*TEXT EXCERPT:*

Atakapa People - Culture

Culture

The Atapakan ate shellfish and fish. The women gathered bird eggs, the American lotus (Nelumbo lutea) for its roots and seeds, as well as other wild plants. The men hunted deer, bear, and bison, which provided meat, fat, and hides. The women cultivated varieties of maize. They processed the meats, bones and skins to prepare food for storage, as well as to make clothing, tent covers, tools, sewing materials, arrow cases, bridles and rigging for horses, and other necessary items for their survival.

The men made their tools for hunting and fishing: bows and arrows, fish spears with bone-tipped points, and flint-tipped spears. They used poisons to catch fish, caught flounders by torchlight, and speared alligators in the eye. The people put alligator oil on exposed skin to repel mosquitoes. The Bidai snared game and trapped animals in cane pens. By 1719, the Atakapan had obtained horses and were hunting bison from horseback. They used dugout canoes to navigate the bayous and close to shore, but did not venture far into the ocean.

In the summer, families moved to the coast. In winters, they moved inland and lived in villages of houses made of pole and thatch. The Bidai lived in bearskin tents. The homes of chiefs and medicine men stood on earthwork mounds made by previous cultures.

[Referring expression pointing data]
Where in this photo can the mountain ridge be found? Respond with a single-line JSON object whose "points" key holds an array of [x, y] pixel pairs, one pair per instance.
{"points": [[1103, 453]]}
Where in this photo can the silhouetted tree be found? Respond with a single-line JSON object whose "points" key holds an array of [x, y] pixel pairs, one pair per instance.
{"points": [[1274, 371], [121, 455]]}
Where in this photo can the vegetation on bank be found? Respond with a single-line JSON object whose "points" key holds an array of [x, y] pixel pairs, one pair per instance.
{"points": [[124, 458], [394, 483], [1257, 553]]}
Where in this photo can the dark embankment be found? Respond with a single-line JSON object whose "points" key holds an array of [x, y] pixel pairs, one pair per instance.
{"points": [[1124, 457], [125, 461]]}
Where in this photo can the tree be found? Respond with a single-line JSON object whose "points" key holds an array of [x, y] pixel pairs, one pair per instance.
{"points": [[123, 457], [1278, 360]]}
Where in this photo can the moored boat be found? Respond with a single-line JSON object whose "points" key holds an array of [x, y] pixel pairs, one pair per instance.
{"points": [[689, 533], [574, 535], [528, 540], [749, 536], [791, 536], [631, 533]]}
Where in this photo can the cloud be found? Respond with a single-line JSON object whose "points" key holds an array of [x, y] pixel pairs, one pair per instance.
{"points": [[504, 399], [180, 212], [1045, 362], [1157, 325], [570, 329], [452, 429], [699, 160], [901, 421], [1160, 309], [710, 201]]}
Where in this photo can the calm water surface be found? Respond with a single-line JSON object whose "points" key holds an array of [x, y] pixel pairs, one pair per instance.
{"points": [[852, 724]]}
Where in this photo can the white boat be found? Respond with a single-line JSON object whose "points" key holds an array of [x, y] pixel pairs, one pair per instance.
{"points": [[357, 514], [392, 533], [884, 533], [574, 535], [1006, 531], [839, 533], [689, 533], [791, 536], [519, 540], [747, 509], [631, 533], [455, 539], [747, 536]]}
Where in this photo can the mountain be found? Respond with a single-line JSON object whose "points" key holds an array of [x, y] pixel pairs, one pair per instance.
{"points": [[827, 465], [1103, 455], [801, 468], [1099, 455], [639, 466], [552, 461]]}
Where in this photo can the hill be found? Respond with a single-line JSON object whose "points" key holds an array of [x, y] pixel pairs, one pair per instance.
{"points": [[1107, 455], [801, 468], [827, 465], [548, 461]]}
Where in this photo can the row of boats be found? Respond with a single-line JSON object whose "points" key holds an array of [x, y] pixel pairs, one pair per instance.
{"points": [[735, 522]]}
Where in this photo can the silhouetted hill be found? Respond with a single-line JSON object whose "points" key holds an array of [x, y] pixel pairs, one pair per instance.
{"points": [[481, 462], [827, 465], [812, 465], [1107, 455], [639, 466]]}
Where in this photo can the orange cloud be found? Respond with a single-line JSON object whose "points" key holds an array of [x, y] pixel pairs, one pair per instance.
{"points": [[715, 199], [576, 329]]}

*WORK INSTRUCTIONS:* Copy the passage on Atakapa culture from "Atakapa People - Culture" up to and including "for their survival.", swapping "maize" for "corn".

*WRITTEN ANSWER:*
Atakapa People - Culture

Culture

The Atapakan ate shellfish and fish. The women gathered bird eggs, the American lotus (Nelumbo lutea) for its roots and seeds, as well as other wild plants. The men hunted deer, bear, and bison, which provided meat, fat, and hides. The women cultivated varieties of corn. They processed the meats, bones and skins to prepare food for storage, as well as to make clothing, tent covers, tools, sewing materials, arrow cases, bridles and rigging for horses, and other necessary items for their survival.